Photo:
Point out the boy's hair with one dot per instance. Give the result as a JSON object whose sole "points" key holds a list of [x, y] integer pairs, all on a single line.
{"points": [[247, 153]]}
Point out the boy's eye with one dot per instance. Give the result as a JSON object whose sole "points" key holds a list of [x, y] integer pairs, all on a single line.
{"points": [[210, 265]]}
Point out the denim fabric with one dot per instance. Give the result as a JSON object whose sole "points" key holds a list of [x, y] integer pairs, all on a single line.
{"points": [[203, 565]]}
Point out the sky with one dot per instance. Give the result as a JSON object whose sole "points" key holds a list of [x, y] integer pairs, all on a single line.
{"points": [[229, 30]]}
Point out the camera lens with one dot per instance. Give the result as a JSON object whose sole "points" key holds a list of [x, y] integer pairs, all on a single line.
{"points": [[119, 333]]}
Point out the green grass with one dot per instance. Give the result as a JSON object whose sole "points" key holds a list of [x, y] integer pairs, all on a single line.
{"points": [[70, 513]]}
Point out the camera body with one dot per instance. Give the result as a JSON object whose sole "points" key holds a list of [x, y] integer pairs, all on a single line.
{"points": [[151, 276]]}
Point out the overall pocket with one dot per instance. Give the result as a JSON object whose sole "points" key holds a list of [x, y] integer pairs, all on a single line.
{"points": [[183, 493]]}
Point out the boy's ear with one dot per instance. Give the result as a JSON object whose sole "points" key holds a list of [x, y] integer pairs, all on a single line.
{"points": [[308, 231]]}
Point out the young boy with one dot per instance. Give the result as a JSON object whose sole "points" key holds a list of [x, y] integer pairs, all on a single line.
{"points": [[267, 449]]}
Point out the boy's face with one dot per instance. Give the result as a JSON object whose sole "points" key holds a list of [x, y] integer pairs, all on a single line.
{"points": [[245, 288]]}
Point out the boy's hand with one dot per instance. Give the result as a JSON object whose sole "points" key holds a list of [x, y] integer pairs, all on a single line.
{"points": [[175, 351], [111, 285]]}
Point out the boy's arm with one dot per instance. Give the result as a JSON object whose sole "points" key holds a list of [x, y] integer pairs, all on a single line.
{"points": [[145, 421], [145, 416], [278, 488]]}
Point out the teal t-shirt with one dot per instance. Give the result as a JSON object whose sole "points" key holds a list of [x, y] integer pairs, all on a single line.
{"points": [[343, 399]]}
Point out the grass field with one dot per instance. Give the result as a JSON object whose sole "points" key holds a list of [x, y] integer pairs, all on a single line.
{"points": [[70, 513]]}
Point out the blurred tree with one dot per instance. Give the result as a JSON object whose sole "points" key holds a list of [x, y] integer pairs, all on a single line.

■ ■ ■

→ STATED PROBLEM: Each line from the one containing "Point out the teal" to the end of the listing above should be copied exactly, and nothing else.

→ THE OUTPUT:
Point out the teal t-shirt with one dot per instance. Give the result as a JSON object whose sole "points" key holds a list of [x, y] integer pairs, all on a single line.
{"points": [[343, 399]]}
Point out the grass field with one dot per instance. Give the result as a JSON object whose sole "points" key holds a list of [x, y] integer pairs, all on a single line.
{"points": [[70, 513]]}
Point out the blurred tree with one dot per instance. Give the result as a JSON object whose sole "points" key holds a list of [x, y] integer pairs, all on a single line.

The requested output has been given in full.